● Exercise materials
* start *

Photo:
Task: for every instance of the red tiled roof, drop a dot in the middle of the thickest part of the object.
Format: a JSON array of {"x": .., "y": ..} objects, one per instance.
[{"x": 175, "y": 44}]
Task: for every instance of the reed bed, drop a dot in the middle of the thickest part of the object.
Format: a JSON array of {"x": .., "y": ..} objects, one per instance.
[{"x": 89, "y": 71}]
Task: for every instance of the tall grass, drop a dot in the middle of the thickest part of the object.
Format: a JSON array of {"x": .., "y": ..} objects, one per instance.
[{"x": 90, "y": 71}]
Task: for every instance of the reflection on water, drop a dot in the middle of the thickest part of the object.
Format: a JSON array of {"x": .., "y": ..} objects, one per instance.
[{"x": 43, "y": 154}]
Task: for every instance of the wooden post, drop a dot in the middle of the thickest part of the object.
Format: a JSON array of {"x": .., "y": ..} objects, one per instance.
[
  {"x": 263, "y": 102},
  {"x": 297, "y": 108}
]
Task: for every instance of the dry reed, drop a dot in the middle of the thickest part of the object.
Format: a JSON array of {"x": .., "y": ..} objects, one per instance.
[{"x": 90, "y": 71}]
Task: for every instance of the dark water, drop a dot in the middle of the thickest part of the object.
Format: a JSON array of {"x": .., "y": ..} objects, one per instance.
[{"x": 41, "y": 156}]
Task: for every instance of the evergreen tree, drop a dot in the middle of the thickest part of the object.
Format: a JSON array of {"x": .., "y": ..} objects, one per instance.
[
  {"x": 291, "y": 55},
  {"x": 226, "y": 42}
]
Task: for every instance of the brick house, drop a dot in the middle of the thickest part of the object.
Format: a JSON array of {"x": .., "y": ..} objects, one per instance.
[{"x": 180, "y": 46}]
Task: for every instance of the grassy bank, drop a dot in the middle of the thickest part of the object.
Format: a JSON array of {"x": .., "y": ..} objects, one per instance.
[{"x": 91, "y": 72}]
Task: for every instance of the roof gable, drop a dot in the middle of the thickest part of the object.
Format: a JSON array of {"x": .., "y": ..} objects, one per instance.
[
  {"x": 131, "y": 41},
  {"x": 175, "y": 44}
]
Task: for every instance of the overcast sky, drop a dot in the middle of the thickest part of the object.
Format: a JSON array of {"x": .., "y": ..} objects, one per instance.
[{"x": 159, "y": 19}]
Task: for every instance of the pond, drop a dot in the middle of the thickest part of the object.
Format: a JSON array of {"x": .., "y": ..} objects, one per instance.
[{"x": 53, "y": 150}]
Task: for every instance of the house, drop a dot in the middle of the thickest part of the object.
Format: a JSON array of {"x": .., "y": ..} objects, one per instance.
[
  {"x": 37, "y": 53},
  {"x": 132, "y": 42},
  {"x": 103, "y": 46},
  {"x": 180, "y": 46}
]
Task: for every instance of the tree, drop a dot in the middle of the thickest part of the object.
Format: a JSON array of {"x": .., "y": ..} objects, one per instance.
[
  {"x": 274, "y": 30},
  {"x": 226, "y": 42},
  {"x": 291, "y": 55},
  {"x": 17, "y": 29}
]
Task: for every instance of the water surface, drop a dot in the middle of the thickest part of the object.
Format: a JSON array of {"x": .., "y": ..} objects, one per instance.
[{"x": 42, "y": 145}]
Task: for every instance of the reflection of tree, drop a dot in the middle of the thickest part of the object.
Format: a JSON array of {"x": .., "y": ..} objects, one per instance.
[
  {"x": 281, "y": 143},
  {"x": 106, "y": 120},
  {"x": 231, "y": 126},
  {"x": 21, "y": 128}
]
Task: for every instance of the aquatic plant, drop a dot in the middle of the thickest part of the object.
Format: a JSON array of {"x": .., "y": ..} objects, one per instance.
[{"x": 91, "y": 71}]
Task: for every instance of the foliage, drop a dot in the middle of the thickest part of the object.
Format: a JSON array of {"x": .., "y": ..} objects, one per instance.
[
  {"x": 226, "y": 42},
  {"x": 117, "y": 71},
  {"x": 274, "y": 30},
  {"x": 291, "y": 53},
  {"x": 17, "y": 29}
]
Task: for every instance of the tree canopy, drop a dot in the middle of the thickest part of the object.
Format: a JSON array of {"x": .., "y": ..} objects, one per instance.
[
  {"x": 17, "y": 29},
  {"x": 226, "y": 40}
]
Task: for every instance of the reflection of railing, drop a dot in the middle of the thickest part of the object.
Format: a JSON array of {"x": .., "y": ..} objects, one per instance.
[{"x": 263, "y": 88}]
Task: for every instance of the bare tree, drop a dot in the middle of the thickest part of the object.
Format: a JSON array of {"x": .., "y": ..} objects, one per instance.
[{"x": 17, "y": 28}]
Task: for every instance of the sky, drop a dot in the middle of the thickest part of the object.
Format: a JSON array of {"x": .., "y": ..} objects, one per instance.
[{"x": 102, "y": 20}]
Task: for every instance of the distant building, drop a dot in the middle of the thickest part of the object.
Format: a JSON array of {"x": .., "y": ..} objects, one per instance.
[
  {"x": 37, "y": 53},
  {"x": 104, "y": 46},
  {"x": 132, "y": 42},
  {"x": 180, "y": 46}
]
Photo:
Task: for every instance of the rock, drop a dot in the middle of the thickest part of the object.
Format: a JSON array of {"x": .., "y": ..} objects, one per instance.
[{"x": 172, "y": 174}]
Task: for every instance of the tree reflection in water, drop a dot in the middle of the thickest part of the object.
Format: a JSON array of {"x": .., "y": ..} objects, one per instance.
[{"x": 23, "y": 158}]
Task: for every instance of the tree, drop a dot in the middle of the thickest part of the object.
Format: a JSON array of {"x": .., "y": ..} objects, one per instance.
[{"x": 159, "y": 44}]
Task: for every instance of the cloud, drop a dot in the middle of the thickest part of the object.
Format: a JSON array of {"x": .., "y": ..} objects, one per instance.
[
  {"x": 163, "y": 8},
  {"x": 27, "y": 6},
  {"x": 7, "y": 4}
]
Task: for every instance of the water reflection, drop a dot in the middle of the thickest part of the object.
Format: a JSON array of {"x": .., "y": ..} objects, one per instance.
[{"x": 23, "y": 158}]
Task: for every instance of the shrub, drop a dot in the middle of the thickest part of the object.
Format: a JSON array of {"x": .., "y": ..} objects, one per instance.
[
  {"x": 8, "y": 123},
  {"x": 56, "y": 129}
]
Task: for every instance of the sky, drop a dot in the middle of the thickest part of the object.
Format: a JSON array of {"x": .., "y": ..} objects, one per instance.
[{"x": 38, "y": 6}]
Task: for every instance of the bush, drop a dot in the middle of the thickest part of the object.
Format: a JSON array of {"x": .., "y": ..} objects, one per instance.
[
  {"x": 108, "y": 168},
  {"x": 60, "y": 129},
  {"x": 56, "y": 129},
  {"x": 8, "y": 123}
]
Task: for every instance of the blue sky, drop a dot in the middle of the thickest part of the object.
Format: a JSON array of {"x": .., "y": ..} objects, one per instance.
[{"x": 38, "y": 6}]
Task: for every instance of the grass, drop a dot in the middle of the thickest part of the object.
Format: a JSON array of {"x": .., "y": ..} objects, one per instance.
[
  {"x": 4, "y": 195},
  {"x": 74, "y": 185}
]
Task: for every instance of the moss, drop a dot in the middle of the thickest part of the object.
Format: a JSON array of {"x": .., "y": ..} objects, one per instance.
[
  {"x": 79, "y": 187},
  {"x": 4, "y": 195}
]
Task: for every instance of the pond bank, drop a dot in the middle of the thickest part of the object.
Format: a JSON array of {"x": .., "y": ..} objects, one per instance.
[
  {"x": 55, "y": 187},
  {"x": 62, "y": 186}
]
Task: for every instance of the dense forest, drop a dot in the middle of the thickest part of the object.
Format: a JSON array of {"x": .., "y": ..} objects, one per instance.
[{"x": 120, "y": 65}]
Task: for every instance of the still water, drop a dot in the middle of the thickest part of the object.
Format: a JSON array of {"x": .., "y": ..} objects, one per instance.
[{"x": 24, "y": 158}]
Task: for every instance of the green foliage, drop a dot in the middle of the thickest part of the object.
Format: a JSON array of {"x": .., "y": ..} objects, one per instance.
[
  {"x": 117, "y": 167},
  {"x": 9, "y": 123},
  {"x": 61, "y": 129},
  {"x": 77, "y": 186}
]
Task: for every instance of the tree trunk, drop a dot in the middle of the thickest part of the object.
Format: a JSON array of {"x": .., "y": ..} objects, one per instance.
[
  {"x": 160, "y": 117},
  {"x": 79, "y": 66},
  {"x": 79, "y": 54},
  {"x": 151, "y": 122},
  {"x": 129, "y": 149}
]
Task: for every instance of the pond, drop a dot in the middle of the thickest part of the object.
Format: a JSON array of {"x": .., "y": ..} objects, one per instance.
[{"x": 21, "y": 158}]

* end *
* start *

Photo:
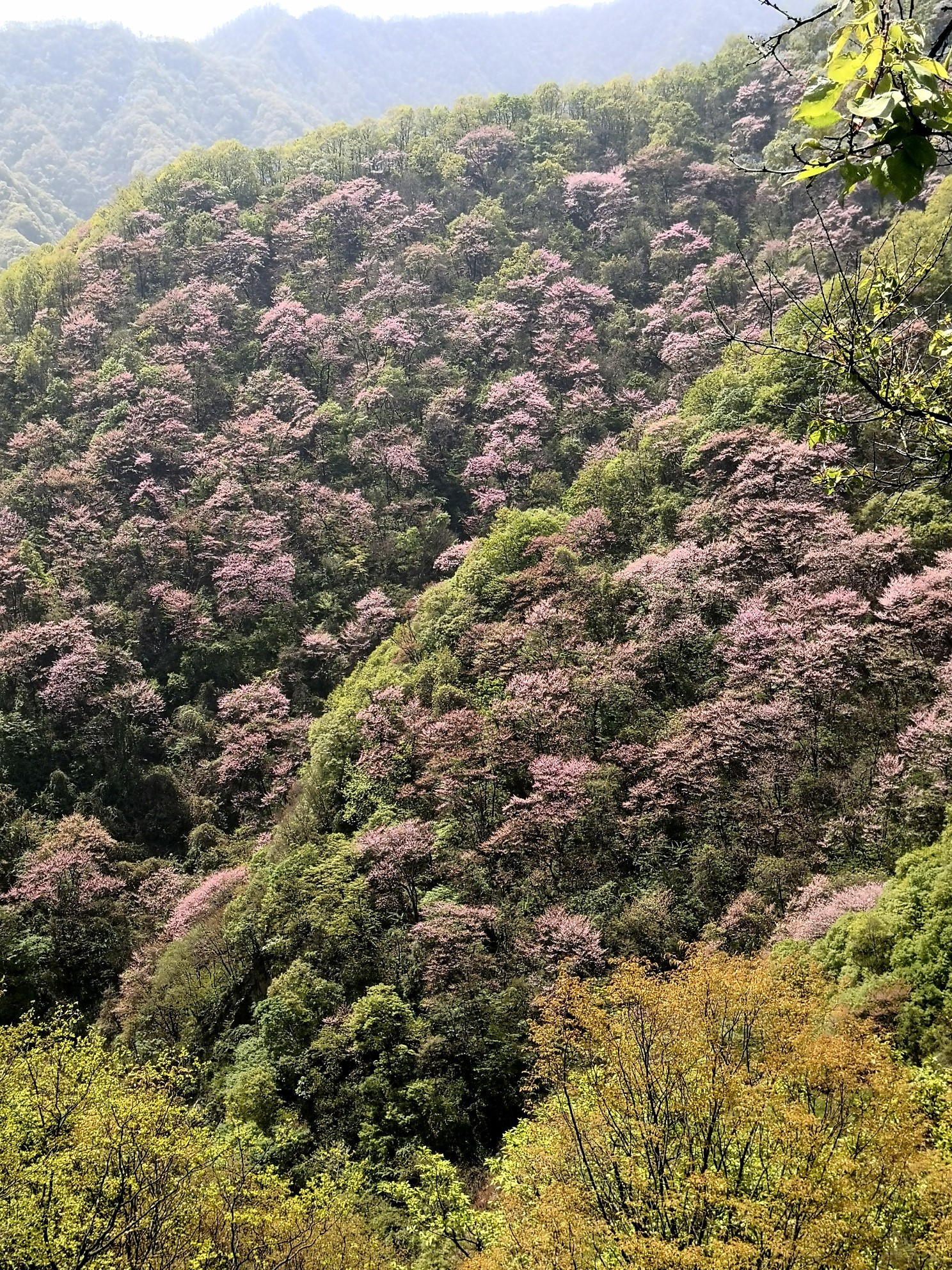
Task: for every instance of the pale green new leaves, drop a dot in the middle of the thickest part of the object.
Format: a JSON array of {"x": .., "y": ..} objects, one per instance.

* end *
* start *

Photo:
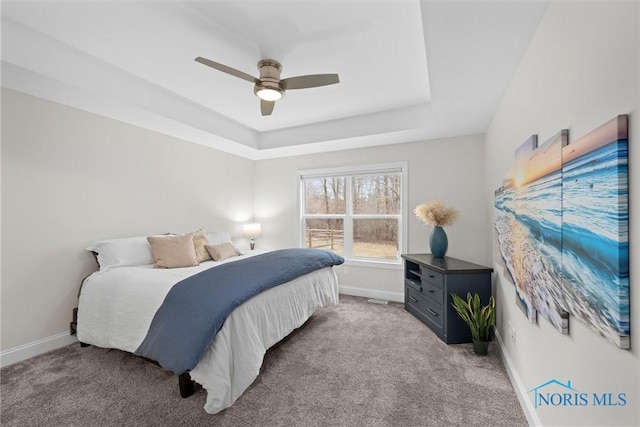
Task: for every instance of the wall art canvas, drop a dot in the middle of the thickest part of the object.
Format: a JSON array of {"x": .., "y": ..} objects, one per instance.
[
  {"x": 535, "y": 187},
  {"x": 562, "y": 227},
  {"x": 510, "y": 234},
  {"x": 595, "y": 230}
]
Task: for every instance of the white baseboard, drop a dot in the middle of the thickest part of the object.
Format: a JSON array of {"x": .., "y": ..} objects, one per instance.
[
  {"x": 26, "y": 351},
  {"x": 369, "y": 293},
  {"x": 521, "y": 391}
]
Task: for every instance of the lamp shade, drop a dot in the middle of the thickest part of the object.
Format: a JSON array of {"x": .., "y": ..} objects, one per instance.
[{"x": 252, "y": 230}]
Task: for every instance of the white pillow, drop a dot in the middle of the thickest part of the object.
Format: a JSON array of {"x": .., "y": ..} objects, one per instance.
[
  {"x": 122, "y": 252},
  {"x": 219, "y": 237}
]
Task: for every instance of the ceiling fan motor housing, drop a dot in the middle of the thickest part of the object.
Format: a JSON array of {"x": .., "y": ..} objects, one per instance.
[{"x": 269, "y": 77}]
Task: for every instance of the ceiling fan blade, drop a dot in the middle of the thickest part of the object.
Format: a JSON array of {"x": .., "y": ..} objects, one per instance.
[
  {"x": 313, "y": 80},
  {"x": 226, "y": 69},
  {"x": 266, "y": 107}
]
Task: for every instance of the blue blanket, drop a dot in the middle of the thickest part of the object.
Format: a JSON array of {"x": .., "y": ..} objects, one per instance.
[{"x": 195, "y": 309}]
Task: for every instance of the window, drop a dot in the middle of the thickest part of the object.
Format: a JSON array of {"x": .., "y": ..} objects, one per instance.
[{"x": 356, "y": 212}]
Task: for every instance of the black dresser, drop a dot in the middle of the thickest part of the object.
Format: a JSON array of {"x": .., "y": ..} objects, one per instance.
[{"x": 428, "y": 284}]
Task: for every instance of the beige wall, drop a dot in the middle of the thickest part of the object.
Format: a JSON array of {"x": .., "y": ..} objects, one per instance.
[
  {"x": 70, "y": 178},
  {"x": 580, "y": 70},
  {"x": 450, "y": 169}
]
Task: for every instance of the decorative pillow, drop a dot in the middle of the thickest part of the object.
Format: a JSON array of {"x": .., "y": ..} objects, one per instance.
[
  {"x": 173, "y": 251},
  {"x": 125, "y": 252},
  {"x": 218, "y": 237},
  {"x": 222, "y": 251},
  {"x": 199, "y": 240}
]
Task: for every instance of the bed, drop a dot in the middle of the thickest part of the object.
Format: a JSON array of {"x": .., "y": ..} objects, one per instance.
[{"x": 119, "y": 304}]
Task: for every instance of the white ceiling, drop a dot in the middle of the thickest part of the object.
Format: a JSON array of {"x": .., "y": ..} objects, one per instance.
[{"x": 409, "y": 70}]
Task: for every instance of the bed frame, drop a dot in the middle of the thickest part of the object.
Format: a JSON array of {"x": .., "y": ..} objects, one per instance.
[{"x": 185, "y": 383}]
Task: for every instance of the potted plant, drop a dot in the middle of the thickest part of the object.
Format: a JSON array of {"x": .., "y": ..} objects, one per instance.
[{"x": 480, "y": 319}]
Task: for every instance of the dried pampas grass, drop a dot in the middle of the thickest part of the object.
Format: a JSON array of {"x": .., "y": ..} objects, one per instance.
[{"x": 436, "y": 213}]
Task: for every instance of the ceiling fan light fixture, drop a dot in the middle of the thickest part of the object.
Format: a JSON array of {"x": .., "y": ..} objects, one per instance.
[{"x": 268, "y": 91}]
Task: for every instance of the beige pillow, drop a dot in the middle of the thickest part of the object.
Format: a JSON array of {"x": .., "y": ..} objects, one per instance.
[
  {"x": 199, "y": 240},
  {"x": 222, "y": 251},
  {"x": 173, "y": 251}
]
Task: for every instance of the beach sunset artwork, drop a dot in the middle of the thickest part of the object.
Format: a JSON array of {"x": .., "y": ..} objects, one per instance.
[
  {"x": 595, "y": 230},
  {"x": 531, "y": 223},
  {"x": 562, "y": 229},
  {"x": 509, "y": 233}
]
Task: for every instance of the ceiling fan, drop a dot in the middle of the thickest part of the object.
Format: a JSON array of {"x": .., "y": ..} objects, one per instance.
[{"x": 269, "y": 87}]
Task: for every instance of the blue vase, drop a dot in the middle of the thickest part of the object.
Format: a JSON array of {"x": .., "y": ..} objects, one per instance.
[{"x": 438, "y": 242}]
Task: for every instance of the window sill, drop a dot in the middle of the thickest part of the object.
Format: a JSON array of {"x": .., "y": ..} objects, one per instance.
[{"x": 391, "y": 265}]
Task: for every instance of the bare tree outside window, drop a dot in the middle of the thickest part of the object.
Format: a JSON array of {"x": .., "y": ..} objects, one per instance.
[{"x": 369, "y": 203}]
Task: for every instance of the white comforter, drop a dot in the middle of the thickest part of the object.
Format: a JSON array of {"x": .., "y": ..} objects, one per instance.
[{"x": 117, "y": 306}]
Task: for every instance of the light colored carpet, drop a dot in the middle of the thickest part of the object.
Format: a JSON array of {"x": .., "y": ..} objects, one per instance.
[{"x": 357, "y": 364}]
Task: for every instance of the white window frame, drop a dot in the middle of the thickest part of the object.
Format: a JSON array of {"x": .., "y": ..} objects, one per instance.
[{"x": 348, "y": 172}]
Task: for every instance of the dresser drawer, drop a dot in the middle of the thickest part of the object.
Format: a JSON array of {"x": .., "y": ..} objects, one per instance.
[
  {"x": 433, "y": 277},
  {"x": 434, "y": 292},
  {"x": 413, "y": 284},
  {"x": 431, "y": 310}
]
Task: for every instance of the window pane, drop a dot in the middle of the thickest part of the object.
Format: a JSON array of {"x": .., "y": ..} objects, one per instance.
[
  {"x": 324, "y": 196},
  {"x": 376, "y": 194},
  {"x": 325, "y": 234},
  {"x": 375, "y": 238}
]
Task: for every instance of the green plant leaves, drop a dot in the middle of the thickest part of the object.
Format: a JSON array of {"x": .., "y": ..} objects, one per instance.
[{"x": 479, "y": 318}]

* end *

● Task description
List every line of the records above that contains the word "pillow", treating uppercase and lowercase as different.

● Answer to this task
Task: for every instance of the white pillow, drop a dot in the middle of the thickest part of the object.
Task: for every instance of the decorative pillow, drop a dot in the middle of the thickest part of the object.
Task: for every instance of the beige pillow, drop a dot in the middle of the thickest part of the object.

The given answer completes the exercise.